--- start of ITEMS ---
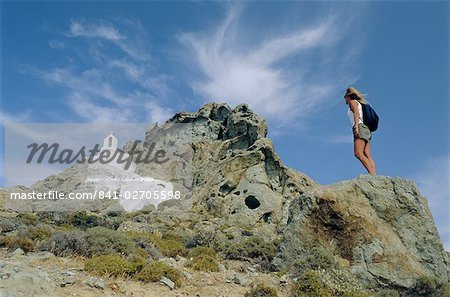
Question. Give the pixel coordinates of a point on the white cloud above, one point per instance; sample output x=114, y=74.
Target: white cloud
x=105, y=31
x=434, y=183
x=237, y=73
x=117, y=85
x=341, y=139
x=8, y=118
x=156, y=113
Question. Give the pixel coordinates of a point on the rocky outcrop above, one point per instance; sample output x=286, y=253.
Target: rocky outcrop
x=379, y=228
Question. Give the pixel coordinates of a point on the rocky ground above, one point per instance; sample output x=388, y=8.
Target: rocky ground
x=43, y=274
x=261, y=221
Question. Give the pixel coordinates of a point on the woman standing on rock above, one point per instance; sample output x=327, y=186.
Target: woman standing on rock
x=361, y=133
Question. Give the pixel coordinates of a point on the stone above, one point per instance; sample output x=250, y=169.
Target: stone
x=95, y=282
x=131, y=226
x=166, y=281
x=240, y=279
x=17, y=253
x=381, y=226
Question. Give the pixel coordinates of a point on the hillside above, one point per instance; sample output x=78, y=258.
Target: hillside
x=243, y=219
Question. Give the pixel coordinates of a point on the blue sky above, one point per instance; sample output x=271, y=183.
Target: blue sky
x=290, y=61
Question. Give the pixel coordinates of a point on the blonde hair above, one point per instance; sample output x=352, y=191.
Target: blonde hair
x=357, y=94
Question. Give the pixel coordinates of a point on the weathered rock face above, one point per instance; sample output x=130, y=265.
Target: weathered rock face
x=237, y=174
x=380, y=227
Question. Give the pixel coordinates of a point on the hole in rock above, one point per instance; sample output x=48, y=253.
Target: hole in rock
x=252, y=202
x=267, y=217
x=225, y=188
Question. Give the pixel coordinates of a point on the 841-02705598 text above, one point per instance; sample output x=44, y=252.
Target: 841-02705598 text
x=113, y=195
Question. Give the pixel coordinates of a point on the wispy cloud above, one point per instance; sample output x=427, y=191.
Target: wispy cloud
x=105, y=31
x=8, y=118
x=434, y=182
x=266, y=75
x=116, y=83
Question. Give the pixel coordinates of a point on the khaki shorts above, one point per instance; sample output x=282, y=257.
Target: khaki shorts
x=364, y=133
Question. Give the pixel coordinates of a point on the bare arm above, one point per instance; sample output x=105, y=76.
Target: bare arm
x=354, y=107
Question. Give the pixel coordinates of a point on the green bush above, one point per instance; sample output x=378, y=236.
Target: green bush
x=69, y=243
x=204, y=263
x=106, y=241
x=153, y=271
x=251, y=247
x=15, y=242
x=386, y=293
x=262, y=291
x=28, y=218
x=355, y=294
x=430, y=286
x=40, y=232
x=168, y=244
x=113, y=265
x=317, y=258
x=341, y=282
x=82, y=220
x=309, y=285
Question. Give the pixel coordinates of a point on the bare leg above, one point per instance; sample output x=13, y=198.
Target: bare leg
x=369, y=156
x=359, y=145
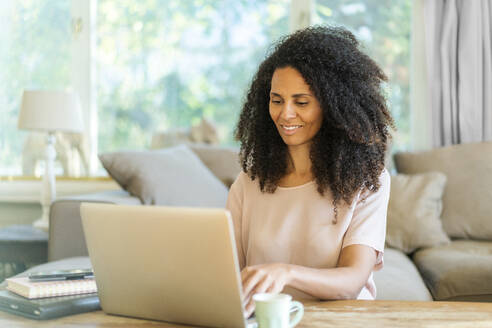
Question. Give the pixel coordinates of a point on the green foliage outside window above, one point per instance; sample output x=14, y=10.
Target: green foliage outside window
x=167, y=64
x=34, y=54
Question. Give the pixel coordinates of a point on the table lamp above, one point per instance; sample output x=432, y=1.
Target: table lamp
x=49, y=111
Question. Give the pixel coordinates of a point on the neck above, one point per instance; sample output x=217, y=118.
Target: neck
x=300, y=163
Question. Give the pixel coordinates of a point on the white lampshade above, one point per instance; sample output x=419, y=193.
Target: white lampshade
x=50, y=110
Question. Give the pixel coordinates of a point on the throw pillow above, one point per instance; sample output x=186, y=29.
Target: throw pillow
x=414, y=211
x=222, y=161
x=466, y=201
x=173, y=176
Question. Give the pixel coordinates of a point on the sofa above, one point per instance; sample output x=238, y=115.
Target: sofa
x=439, y=238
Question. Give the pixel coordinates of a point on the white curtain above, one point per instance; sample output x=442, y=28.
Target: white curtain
x=457, y=87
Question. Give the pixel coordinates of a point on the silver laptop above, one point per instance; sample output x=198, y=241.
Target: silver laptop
x=165, y=263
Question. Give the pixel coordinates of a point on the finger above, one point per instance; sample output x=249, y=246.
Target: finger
x=262, y=286
x=246, y=272
x=250, y=282
x=250, y=307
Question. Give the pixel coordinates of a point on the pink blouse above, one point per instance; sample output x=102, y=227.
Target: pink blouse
x=294, y=225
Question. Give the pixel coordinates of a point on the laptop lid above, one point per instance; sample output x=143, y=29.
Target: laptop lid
x=165, y=263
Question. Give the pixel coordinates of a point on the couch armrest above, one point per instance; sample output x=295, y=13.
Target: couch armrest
x=66, y=238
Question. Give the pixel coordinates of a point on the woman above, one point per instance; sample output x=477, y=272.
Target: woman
x=309, y=208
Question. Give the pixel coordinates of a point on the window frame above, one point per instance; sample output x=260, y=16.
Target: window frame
x=84, y=47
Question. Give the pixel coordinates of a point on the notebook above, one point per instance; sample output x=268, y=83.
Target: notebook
x=41, y=289
x=47, y=308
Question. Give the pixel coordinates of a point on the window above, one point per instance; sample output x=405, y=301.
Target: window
x=383, y=27
x=166, y=64
x=35, y=53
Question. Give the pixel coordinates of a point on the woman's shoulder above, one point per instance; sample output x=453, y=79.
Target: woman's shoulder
x=243, y=181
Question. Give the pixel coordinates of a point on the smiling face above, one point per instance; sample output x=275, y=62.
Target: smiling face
x=293, y=107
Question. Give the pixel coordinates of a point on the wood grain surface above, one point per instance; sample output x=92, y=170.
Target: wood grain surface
x=357, y=314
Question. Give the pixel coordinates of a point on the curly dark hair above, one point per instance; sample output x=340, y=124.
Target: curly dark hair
x=348, y=152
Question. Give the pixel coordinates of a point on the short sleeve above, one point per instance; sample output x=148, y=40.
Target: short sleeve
x=234, y=205
x=368, y=224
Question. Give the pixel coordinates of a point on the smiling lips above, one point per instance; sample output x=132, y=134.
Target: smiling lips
x=290, y=129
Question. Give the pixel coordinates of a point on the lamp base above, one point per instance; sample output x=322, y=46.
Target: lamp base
x=43, y=222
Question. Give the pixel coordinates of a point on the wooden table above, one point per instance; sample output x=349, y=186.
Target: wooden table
x=363, y=314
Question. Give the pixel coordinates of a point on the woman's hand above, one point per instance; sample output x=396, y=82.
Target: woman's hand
x=263, y=278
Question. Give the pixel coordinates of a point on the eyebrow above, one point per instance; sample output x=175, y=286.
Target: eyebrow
x=297, y=95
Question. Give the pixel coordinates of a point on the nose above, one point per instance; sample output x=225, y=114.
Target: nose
x=288, y=111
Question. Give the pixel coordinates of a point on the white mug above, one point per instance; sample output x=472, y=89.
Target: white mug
x=273, y=310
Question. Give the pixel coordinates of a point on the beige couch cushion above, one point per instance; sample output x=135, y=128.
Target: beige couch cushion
x=222, y=161
x=414, y=211
x=460, y=271
x=467, y=199
x=399, y=279
x=172, y=176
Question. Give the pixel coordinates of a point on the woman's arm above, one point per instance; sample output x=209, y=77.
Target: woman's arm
x=355, y=264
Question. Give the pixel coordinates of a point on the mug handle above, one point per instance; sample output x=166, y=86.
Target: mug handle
x=299, y=308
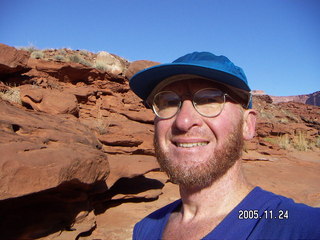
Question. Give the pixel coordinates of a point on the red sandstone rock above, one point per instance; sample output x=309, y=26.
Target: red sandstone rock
x=49, y=100
x=54, y=172
x=137, y=66
x=12, y=60
x=41, y=151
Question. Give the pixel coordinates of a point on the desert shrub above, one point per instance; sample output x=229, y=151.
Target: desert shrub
x=284, y=141
x=300, y=142
x=101, y=123
x=37, y=54
x=102, y=65
x=78, y=59
x=11, y=95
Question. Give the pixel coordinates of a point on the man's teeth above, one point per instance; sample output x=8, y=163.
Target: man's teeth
x=188, y=145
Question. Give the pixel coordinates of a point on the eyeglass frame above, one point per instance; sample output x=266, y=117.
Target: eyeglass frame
x=224, y=95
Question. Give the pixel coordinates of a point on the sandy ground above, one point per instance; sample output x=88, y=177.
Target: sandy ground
x=295, y=175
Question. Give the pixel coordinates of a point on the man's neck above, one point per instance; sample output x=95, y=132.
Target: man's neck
x=218, y=199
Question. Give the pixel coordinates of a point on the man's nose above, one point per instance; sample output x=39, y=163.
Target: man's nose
x=187, y=117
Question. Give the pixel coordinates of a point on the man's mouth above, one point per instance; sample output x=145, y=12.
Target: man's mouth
x=190, y=145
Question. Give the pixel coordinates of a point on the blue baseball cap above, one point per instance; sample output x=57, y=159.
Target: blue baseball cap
x=206, y=65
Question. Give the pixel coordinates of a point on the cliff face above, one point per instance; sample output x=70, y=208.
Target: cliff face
x=76, y=147
x=311, y=99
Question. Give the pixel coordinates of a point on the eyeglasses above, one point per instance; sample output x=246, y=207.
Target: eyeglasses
x=208, y=102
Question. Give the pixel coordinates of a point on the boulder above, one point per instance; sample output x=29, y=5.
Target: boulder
x=13, y=60
x=137, y=66
x=50, y=101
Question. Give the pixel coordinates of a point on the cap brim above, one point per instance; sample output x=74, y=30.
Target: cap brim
x=143, y=82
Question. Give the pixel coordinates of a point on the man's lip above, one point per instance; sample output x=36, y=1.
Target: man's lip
x=189, y=141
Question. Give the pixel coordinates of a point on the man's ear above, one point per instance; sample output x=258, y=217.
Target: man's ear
x=249, y=124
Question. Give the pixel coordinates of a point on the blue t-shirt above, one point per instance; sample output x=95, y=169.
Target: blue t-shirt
x=260, y=215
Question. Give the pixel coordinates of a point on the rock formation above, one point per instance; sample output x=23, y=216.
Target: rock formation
x=76, y=152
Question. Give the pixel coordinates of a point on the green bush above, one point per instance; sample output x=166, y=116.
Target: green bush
x=78, y=59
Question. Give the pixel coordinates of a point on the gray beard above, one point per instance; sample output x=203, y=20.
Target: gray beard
x=203, y=175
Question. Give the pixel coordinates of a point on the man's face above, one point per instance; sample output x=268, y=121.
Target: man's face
x=195, y=150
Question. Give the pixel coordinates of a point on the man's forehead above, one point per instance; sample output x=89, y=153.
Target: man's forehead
x=191, y=85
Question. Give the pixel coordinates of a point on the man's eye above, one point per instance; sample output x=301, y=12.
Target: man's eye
x=207, y=100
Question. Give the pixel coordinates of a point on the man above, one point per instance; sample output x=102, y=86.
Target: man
x=202, y=104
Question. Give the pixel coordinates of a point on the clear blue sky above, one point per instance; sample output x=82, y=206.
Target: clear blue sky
x=276, y=42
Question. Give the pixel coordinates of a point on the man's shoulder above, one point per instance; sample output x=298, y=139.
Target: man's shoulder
x=153, y=224
x=281, y=216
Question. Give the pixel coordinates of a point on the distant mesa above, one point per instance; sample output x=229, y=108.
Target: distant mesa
x=311, y=99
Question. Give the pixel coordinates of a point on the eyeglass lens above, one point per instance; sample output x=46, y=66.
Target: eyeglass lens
x=208, y=102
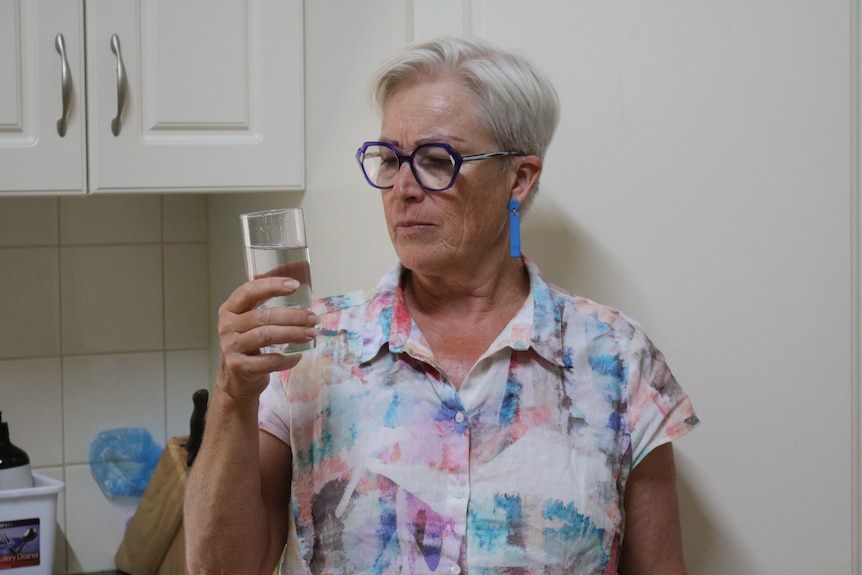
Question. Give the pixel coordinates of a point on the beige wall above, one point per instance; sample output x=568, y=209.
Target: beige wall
x=704, y=180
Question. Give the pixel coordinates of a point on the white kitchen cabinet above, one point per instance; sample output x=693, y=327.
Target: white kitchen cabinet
x=176, y=95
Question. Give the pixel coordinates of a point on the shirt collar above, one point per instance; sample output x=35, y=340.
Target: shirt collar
x=537, y=324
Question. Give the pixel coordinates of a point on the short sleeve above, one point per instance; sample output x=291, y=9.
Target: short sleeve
x=659, y=411
x=272, y=414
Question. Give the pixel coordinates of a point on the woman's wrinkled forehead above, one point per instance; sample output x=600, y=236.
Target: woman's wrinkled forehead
x=431, y=111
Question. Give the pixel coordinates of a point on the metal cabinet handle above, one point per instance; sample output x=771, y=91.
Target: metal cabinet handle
x=121, y=85
x=65, y=83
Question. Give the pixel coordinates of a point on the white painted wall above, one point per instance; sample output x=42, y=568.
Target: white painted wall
x=704, y=180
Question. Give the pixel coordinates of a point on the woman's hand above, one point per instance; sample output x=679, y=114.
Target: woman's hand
x=244, y=328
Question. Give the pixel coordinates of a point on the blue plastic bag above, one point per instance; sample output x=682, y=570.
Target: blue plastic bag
x=123, y=460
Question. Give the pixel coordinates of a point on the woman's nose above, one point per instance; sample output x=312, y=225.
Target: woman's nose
x=405, y=182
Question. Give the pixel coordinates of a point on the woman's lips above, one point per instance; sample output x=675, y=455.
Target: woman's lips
x=412, y=226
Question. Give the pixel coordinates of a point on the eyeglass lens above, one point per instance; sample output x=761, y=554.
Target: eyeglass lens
x=433, y=166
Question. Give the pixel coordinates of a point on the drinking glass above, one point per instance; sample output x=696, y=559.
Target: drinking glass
x=275, y=246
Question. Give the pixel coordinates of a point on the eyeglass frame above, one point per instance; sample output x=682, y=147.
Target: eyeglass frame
x=402, y=158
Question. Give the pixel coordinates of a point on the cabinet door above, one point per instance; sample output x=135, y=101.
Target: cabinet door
x=195, y=95
x=35, y=154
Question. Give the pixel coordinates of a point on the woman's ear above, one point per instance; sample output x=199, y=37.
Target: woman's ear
x=525, y=177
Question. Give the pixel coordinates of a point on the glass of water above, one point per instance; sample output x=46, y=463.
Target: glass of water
x=275, y=246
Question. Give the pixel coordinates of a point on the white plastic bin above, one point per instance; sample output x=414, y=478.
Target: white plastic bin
x=28, y=527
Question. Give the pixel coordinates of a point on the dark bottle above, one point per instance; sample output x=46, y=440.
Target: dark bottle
x=14, y=462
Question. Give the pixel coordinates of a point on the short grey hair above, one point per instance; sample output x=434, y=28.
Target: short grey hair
x=517, y=103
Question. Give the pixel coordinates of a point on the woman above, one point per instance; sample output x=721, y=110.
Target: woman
x=463, y=415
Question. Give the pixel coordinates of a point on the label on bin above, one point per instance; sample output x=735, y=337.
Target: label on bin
x=19, y=543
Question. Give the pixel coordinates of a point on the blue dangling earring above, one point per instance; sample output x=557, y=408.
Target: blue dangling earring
x=514, y=228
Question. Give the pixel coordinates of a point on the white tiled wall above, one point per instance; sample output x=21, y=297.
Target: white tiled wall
x=104, y=323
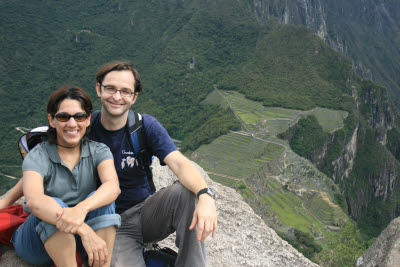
--- end of ITEMS ---
• [TASK DIRECTIONS]
Begin at the start of the records and stop after the line that has "x=379, y=228", and write those lines out again with "rocky outcrop" swapped for "stone ledge" and nothing else altered. Leave the pictures out of your answer.

• [FINAL RESULT]
Question. Give the pixel coordinates of a point on the white cloud above, one point per instance; sample output x=114, y=74.
Target: white cloud
x=105, y=31
x=434, y=183
x=237, y=73
x=117, y=85
x=341, y=139
x=8, y=118
x=156, y=113
Question. Give the pixel coordinates of a point on the stone ledge above, one point per instance; sample output x=286, y=253.
Target: stone ledge
x=379, y=228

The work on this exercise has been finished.